» Lines from a box labeling dataset
______

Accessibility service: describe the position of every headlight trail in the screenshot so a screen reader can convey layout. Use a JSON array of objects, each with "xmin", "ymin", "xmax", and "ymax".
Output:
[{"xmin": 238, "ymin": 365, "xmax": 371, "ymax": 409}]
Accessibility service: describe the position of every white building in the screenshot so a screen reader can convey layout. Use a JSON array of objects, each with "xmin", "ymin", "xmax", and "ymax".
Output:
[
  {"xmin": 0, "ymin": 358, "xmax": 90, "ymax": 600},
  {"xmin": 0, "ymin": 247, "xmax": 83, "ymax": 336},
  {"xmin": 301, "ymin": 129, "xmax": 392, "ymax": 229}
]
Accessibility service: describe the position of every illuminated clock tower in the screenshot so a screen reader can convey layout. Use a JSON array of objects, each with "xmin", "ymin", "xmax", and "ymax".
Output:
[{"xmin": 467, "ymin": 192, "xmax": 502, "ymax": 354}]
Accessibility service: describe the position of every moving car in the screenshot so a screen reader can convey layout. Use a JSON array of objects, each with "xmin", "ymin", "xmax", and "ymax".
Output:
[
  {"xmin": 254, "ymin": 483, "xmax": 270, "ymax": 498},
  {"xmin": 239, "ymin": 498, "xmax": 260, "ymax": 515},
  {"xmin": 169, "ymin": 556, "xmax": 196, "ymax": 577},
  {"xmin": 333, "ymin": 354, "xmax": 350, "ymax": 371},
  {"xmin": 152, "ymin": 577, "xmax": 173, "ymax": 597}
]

______

» TO DO
Please quote everything from the line containing "Accessibility service: describe the position of every white" down to the final line above, both ends included, word for word.

» FULL SOLUTION
Accessibility service: describe the position of every white building in the screenshot so a screen reader can convey layout. Use a JSON array of objects, each with "xmin", "ymin", "xmax", and "ymax".
Output:
[
  {"xmin": 0, "ymin": 358, "xmax": 90, "ymax": 600},
  {"xmin": 0, "ymin": 247, "xmax": 83, "ymax": 336},
  {"xmin": 301, "ymin": 129, "xmax": 392, "ymax": 229}
]
Accessibility service: describe the position of every illuminated clock tower in the screenshot so a screen reader can convey layout. Use a JSON array of objects, each with "xmin", "ymin", "xmax", and "ymax".
Output:
[{"xmin": 467, "ymin": 192, "xmax": 502, "ymax": 354}]
Accessibility service: describe the position of every moving car in the screenshot so a screen reader can convey layout. Use a JSON array of objects, each with "xmin", "ymin", "xmax", and "ymax".
Output:
[
  {"xmin": 254, "ymin": 483, "xmax": 270, "ymax": 498},
  {"xmin": 239, "ymin": 498, "xmax": 260, "ymax": 515},
  {"xmin": 169, "ymin": 556, "xmax": 196, "ymax": 577},
  {"xmin": 333, "ymin": 354, "xmax": 350, "ymax": 371},
  {"xmin": 152, "ymin": 577, "xmax": 173, "ymax": 597}
]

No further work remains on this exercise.